- Required tasks
1. In the passage about Israel's early security, how wide is Israel's narrow waist?
2. Carry on the passage about Israel's early security from its last sentence.

- Given text

Formal recognition was not followed by an end to the U.N. arms embargo that, in theory, applied to all the belligerents in the region and not a single piece of military hardware ever came from the U.S government during Israel’s war of independence, or indeed until the late 1960s. J. Edgar Hoover’s FBI agents seized any private arms shipments destined for Palestine that they could lay their hands on. Aside from recognition and a seat at the United Nations, the Israelis were on their own, facing better-armed and far more numerous opponents with makeshift weapons and a smorgasbord of arms and equipment clandestinely imported from all over the world. An arms embargo always benefits the side that is best armed before the conflict begins, and more often than not, as in the Balkans during the 1990s or in the Sudan, leads to genocide and massacre by the side that starts the war with the guns, tanks, and aircraft. Nothing rewards an aggressor or enables crimes against humanity like an effective arms embargo. People armed with adequate weapons are seldom massacred. They may lose in a conflict, but they survive to fight another day.
When the last truce was signed in January 1949, concluding a cease-fire with Syria and ending Israel’s war of independence, the territory held by each side at the time of the U.N.-sponsored cease-fires established the permanent border of pre-1967 Israel, and what an impossible border it was! Israel in 1949 lacked the most important military asset that any nation can possess (something Americans take for granted): strategic depth. The United States has more strategic depth than any great power in history — an ocean on each coast; mountains, deserts, wilderness, and rivers to impede any nation or combination of nations foolish enough to invade; and a weak neighbor to the south and a sparsely populated one to the north. There is little wonder that we sometimes take for granted our invulnerability or want to retreat into splendid isolation.
Israel has no such luxury, as it has virtually no strategic depth with a long frontier of more than 200 miles, a 9-mile waist that can be cut in an hour, and all her cities within range of rockets and artillery fire — not to mention hostile neighbors committed to her eventual destruction and the expulsion or even massacre of her population. One’s perspectives on such things as war and survival are profoundly affected by lack of strategic depth, and any illusions one might have about the essential goodness of human nature and universal values of justice and peace are dangerous myths that are too expensive to entertain. Americans in great numbers can and do entertain such myths, but then again we could afford to do so . . . at least we did until 9/11.

- Information shown
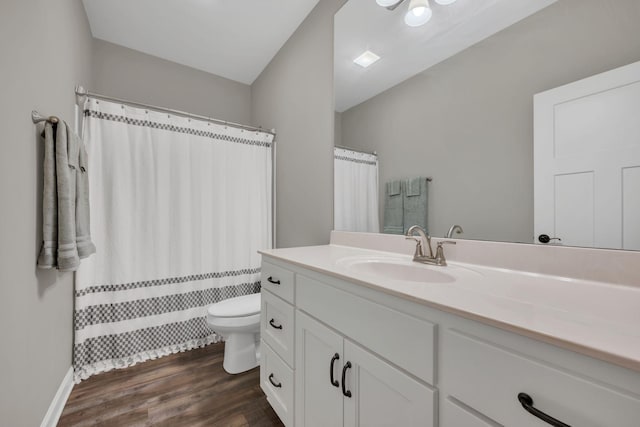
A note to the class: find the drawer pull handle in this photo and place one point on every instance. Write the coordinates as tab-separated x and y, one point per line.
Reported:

...

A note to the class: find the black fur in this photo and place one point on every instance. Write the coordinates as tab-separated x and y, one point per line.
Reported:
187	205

- Set of answers
1. 9 miles.

2.
Israel in the 1950s desperately needed a powerful diplomatic and military ally from which it could purchase modern weapons and receive cooperation on technological, defense, and intelligence matters. That ally would not be the United States, which, under President Eisenhower and Secretary of State John Foster Dulles, hoped to create an anticommunist alliance along the lines of NATO in the Islamic world, a goal that was briefly achieved with the creation of the Central Eastern Treaty Organization (CENTO), at the signing of the Baghdad Pact in 1955. This alliance of the United States, Britain, Turkey, Iraq, Iran, and Pakistan had no place for Israel, which remained a regional pariah even among the most pro-Western Islamic states.
Nor would that ally be the Soviet Union, despite early Russian hopes of gaining a valuable client state on the Mediterranean coast. The Zionists who founded Israel were certainly composed of old-fashioned leftists, many of Russian origin, with an addiction to the kind of Euro-socialism that stifles economic growth and nurtures poverty, but few of them were communists. The Russians soon determined that they would have far greater success in the Middle East courting secular Arab nationalists coming to power in Egypt, Syria, and Iraq. The decade of the 1950s was one long, turbulent Arab Spring, with similar unhappy results for Israel and the West. Israel’s first ally and patron would be a fading European empire, but still substantial power with the same pan-Arab nationalist enemies. That ally, of course, was the Fourth Republic of France.
In the summer of 1954, barely a few months after the loss of Indochina, France suffered another blow to her empire. French Algeria, legally an integral part of metropolitan France, erupted in revolt, a savage insurgency with many similarities to the American experience in Iraq a half century later. The nationalist FLN insurgents in Algeria, led by Ben Bella, found pan-Arabist Egypt to be a generous source of material and political aid in their struggle to wear down the French military and drive out the French settlers and European Arabs living in Algeria. The president of Egypt, Gamal Abdul Nasser — a radicalized anti-Western army colonel who once hoped to welcome the liberation of Egypt by Rommel’s Afrika Korps — had staged a coup d’etat with the more moderate and easily-elbowed-aside General Mohamed Naguib that deposed the shamelessly corrupt King Farouk in 1952. Colonel Nasser, a veteran of the 1948 war, hated Israel and was devoted to the cause of its extinction and deeply resented the French and British colonialists who had dominated the Arab world since the fall of the Ottoman Empire in 1918. He established a one-party police state with a planned economy modeled on that of the Soviet Union, recognized Communist China to the chagrin of the United States, and welcomed with open arms Russian military and economic assistance, an endless flow of Soviet largess that would not end until his successor Anwar Sadat signed a peace treaty with Israel at Camp David in 1978.
Nasser has endured as a revered figure in Arab world, despite his relentless and brutal suppression of the Muslim Brotherhood and secular vision for a pan-Arab Middle East under his own presidency-for-life. Aside from the Aswan Dam, built by his Soviet patrons, Nasser’s lasting legacy, since his death in 1970, has been the creation of state-sponsored terrorism as an Islamic weapon against Israel and the West, the permanent status of Palestinian Arabs in the Gaza Strip as destitute refugees, and the introduction of weapons of mass destruction into the Middle East. British Prime Minister Anthony Eden and French Premier Guy Mollet looked upon Nasser as another Mussolini, the fascist dictator who had started the wave of aggression in the 1930s that had led to war in 1939.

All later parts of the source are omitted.